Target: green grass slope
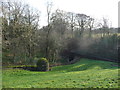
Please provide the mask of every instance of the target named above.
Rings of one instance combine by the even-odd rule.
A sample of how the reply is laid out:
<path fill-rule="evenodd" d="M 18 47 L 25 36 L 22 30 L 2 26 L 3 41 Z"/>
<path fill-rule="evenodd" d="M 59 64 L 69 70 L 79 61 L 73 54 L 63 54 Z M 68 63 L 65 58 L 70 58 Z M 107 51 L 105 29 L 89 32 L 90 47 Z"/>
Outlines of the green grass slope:
<path fill-rule="evenodd" d="M 3 88 L 118 88 L 118 67 L 113 62 L 81 59 L 49 72 L 3 70 Z"/>

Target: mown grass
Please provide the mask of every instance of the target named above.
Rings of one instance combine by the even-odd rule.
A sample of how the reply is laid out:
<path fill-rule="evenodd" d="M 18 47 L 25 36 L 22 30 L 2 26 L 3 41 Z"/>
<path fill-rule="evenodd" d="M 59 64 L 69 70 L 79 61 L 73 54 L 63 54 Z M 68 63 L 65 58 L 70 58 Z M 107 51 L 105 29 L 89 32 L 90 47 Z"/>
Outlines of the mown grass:
<path fill-rule="evenodd" d="M 3 70 L 3 88 L 118 88 L 118 67 L 113 62 L 81 59 L 49 72 Z"/>

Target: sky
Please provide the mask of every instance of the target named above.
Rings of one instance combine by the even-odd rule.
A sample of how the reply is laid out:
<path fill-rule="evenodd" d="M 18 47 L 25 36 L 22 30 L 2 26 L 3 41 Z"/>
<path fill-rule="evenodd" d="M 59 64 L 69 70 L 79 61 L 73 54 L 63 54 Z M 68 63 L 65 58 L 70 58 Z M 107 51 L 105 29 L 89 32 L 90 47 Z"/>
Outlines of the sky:
<path fill-rule="evenodd" d="M 40 10 L 40 26 L 47 24 L 46 3 L 52 2 L 52 11 L 56 9 L 67 12 L 90 15 L 101 21 L 108 19 L 109 25 L 118 27 L 118 2 L 120 0 L 20 0 Z"/>

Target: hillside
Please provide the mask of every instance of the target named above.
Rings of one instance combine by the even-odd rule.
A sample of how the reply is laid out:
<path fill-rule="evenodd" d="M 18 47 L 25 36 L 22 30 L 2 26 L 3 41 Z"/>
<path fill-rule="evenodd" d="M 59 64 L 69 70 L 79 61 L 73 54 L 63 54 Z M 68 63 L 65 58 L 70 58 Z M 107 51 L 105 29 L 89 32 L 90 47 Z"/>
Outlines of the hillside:
<path fill-rule="evenodd" d="M 49 72 L 20 69 L 3 71 L 3 88 L 118 88 L 116 63 L 81 59 Z"/>

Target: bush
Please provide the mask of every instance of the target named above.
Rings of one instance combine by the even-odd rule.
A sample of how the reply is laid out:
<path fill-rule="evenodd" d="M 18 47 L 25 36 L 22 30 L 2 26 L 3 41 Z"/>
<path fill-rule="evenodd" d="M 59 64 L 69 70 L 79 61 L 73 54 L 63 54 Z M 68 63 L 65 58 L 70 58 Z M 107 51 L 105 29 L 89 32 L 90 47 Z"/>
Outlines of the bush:
<path fill-rule="evenodd" d="M 37 69 L 39 71 L 49 71 L 49 62 L 46 58 L 40 58 L 37 61 Z"/>

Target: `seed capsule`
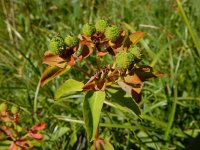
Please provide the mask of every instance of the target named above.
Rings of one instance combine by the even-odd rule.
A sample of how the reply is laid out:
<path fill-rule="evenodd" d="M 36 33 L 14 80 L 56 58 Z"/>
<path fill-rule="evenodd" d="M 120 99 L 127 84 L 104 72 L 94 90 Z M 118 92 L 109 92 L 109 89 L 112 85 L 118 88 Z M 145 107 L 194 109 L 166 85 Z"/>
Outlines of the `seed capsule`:
<path fill-rule="evenodd" d="M 54 55 L 60 55 L 64 51 L 64 39 L 60 36 L 54 37 L 50 44 L 49 44 L 49 49 Z"/>
<path fill-rule="evenodd" d="M 5 112 L 8 109 L 8 106 L 6 103 L 0 104 L 0 112 Z"/>
<path fill-rule="evenodd" d="M 135 57 L 135 60 L 141 59 L 141 51 L 138 47 L 131 47 L 128 49 L 128 51 Z"/>
<path fill-rule="evenodd" d="M 120 31 L 117 26 L 113 25 L 106 28 L 105 36 L 108 40 L 114 42 L 120 36 Z"/>
<path fill-rule="evenodd" d="M 97 32 L 104 33 L 107 27 L 108 27 L 108 22 L 103 19 L 98 20 L 95 24 L 95 28 Z"/>
<path fill-rule="evenodd" d="M 78 38 L 75 37 L 75 36 L 71 36 L 71 35 L 67 35 L 65 37 L 65 44 L 68 46 L 68 47 L 74 47 L 76 45 L 78 45 Z"/>
<path fill-rule="evenodd" d="M 11 113 L 12 114 L 17 114 L 18 112 L 19 112 L 19 107 L 16 107 L 16 106 L 11 107 Z"/>
<path fill-rule="evenodd" d="M 82 34 L 85 36 L 91 36 L 96 32 L 96 29 L 93 25 L 86 23 L 83 25 Z"/>
<path fill-rule="evenodd" d="M 131 53 L 121 51 L 116 55 L 116 65 L 122 69 L 129 69 L 134 63 L 134 57 Z"/>

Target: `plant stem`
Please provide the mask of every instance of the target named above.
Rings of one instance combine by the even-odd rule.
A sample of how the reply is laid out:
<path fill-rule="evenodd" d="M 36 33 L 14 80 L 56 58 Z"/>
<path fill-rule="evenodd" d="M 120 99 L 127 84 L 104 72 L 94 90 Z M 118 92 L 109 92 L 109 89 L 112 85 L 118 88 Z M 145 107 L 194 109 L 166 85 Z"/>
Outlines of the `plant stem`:
<path fill-rule="evenodd" d="M 35 98 L 34 98 L 34 105 L 33 105 L 33 112 L 34 112 L 34 119 L 38 120 L 37 118 L 37 97 L 40 89 L 40 81 L 38 82 L 36 91 L 35 91 Z"/>
<path fill-rule="evenodd" d="M 187 26 L 187 28 L 188 28 L 188 30 L 189 30 L 190 36 L 192 37 L 192 40 L 193 40 L 193 42 L 194 42 L 194 45 L 195 45 L 195 47 L 196 47 L 196 49 L 197 49 L 196 53 L 197 53 L 198 56 L 200 57 L 200 45 L 199 45 L 199 43 L 198 43 L 198 40 L 197 40 L 197 38 L 195 37 L 195 34 L 194 34 L 193 30 L 192 30 L 192 27 L 191 27 L 191 25 L 190 25 L 190 23 L 189 23 L 189 21 L 188 21 L 188 18 L 187 18 L 186 14 L 185 14 L 185 12 L 184 12 L 184 10 L 183 10 L 183 7 L 182 7 L 180 1 L 179 1 L 179 0 L 176 0 L 176 2 L 177 2 L 177 4 L 178 4 L 178 8 L 179 8 L 179 10 L 180 10 L 180 12 L 181 12 L 181 15 L 182 15 L 182 17 L 183 17 L 183 20 L 184 20 L 184 22 L 185 22 L 185 24 L 186 24 L 186 26 Z"/>

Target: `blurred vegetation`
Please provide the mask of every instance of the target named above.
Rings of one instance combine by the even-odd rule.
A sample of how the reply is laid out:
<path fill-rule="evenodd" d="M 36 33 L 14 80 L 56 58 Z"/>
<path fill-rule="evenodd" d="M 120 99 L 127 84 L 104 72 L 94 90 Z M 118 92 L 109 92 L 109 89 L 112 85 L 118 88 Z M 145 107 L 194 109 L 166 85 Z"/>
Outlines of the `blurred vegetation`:
<path fill-rule="evenodd" d="M 200 44 L 200 0 L 181 4 Z M 71 70 L 45 87 L 38 85 L 51 37 L 78 34 L 84 23 L 99 18 L 129 32 L 146 32 L 139 43 L 143 61 L 164 73 L 145 83 L 142 120 L 105 104 L 101 136 L 111 136 L 116 150 L 198 147 L 193 142 L 200 140 L 200 57 L 175 0 L 1 0 L 0 18 L 0 102 L 20 107 L 24 127 L 47 123 L 44 141 L 35 149 L 88 148 L 83 96 L 54 100 L 61 83 L 84 75 Z"/>

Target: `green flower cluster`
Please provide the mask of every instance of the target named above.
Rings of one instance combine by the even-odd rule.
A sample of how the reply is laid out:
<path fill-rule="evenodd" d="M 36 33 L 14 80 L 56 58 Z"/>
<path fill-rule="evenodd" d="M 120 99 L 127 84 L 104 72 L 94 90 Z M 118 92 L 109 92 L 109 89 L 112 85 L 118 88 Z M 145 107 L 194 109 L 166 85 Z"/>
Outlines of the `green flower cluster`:
<path fill-rule="evenodd" d="M 96 32 L 95 26 L 89 23 L 83 25 L 82 34 L 85 36 L 91 36 Z"/>
<path fill-rule="evenodd" d="M 78 42 L 79 42 L 79 40 L 76 36 L 67 35 L 65 37 L 65 44 L 68 47 L 74 47 L 74 46 L 78 45 Z"/>
<path fill-rule="evenodd" d="M 104 33 L 107 27 L 108 22 L 103 19 L 100 19 L 95 23 L 95 28 L 97 32 Z"/>
<path fill-rule="evenodd" d="M 138 47 L 131 47 L 129 48 L 129 52 L 134 55 L 135 59 L 141 59 L 141 52 Z"/>
<path fill-rule="evenodd" d="M 85 36 L 91 36 L 94 33 L 104 33 L 106 39 L 109 41 L 115 42 L 117 38 L 120 36 L 120 30 L 117 26 L 112 25 L 109 26 L 108 22 L 100 19 L 95 25 L 85 24 L 82 28 L 82 34 Z"/>
<path fill-rule="evenodd" d="M 52 38 L 49 49 L 54 55 L 60 55 L 65 49 L 64 39 L 60 36 Z"/>
<path fill-rule="evenodd" d="M 118 29 L 117 26 L 112 25 L 112 26 L 106 28 L 105 37 L 106 37 L 108 40 L 114 42 L 114 41 L 117 40 L 117 38 L 118 38 L 119 36 L 120 36 L 120 31 L 119 31 L 119 29 Z"/>
<path fill-rule="evenodd" d="M 131 47 L 127 51 L 121 51 L 116 55 L 116 64 L 122 69 L 130 69 L 141 60 L 141 52 L 137 47 Z"/>
<path fill-rule="evenodd" d="M 131 53 L 126 51 L 121 51 L 116 55 L 116 65 L 122 69 L 129 69 L 134 63 L 134 57 Z"/>
<path fill-rule="evenodd" d="M 8 109 L 8 106 L 6 103 L 0 104 L 0 112 L 5 112 Z"/>

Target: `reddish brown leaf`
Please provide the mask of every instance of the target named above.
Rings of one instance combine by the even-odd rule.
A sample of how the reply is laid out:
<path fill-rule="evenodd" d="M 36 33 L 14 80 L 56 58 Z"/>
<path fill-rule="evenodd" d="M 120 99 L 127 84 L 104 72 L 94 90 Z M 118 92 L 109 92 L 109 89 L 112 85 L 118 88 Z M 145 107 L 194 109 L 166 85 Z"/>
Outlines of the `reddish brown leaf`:
<path fill-rule="evenodd" d="M 43 58 L 43 63 L 50 66 L 58 66 L 64 68 L 66 66 L 66 61 L 59 55 L 53 55 L 50 51 L 46 51 Z"/>
<path fill-rule="evenodd" d="M 45 122 L 40 122 L 40 123 L 32 126 L 31 130 L 32 131 L 43 130 L 45 128 L 45 126 L 46 126 Z"/>
<path fill-rule="evenodd" d="M 138 77 L 137 74 L 125 76 L 124 81 L 126 83 L 131 83 L 131 84 L 141 84 L 142 83 L 142 81 L 140 80 L 140 78 Z"/>
<path fill-rule="evenodd" d="M 83 45 L 81 54 L 78 56 L 79 59 L 83 59 L 88 57 L 91 53 L 93 53 L 93 44 L 88 41 L 81 41 Z"/>
<path fill-rule="evenodd" d="M 141 101 L 142 98 L 142 88 L 141 86 L 132 87 L 131 96 L 137 103 Z"/>
<path fill-rule="evenodd" d="M 133 43 L 133 45 L 137 44 L 138 41 L 145 36 L 145 32 L 134 32 L 129 35 L 130 41 Z"/>
<path fill-rule="evenodd" d="M 43 138 L 43 135 L 40 133 L 29 132 L 28 135 L 29 135 L 29 137 L 34 138 L 36 140 L 42 140 L 42 138 Z"/>
<path fill-rule="evenodd" d="M 8 136 L 13 138 L 13 129 L 7 126 L 0 126 L 0 129 Z"/>
<path fill-rule="evenodd" d="M 146 81 L 146 80 L 148 80 L 150 78 L 157 78 L 157 77 L 161 76 L 161 74 L 155 75 L 153 73 L 153 68 L 150 67 L 150 66 L 147 66 L 147 65 L 142 65 L 142 66 L 139 66 L 139 68 L 133 69 L 130 72 L 130 75 L 132 75 L 132 74 L 137 74 L 137 76 L 140 78 L 140 80 L 142 82 Z"/>
<path fill-rule="evenodd" d="M 124 91 L 126 91 L 129 95 L 131 95 L 132 98 L 135 99 L 137 103 L 141 101 L 141 91 L 142 91 L 141 85 L 132 86 L 123 81 L 118 82 L 118 84 Z"/>
<path fill-rule="evenodd" d="M 17 150 L 17 145 L 13 142 L 10 147 L 9 150 Z"/>
<path fill-rule="evenodd" d="M 28 140 L 17 140 L 16 145 L 20 146 L 21 148 L 32 148 L 33 145 Z"/>
<path fill-rule="evenodd" d="M 132 86 L 128 85 L 127 83 L 125 83 L 123 81 L 119 81 L 118 84 L 124 91 L 126 91 L 129 95 L 131 95 Z"/>
<path fill-rule="evenodd" d="M 70 68 L 71 68 L 70 66 L 67 66 L 65 68 L 59 68 L 57 66 L 47 67 L 46 70 L 43 72 L 41 79 L 40 79 L 41 86 L 44 86 L 47 82 L 49 82 L 50 80 L 52 80 L 56 76 L 65 73 Z"/>

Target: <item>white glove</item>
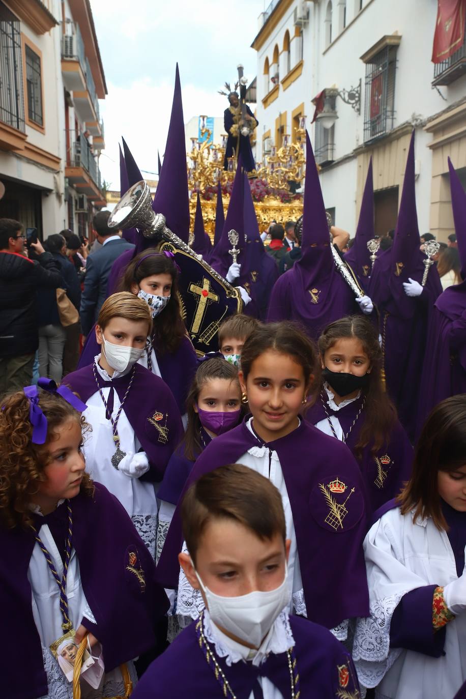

■ CHALLENGE: Turn the part of the listing that opens with the line containing "Target: sky" and closes with the line containing "90 15 L 101", both of those lines included, into a numbered list, leaving out any blank lines.

■ FINISHED TASK:
1. Target: sky
2. Please provide the mask of every instance of the target named above.
3. Rings of one instance combine by the even-odd rule.
4. A sample of how the reply is laid out:
5. <path fill-rule="evenodd" d="M 18 47 L 25 36 L 22 30 L 2 26 L 3 41 Z"/>
6. <path fill-rule="evenodd" d="M 59 64 L 69 70 L 79 61 L 73 54 L 63 54 Z M 68 63 L 65 58 L 70 58 Z M 107 51 L 105 29 L 89 32 L 90 47 Z"/>
7. Outlines of the sky:
8. <path fill-rule="evenodd" d="M 40 10 L 40 26 L 47 24 L 46 3 L 52 2 L 52 11 L 56 9 L 67 12 L 90 15 L 101 21 L 108 19 L 109 25 L 118 27 L 118 2 L 120 0 L 20 0 Z"/>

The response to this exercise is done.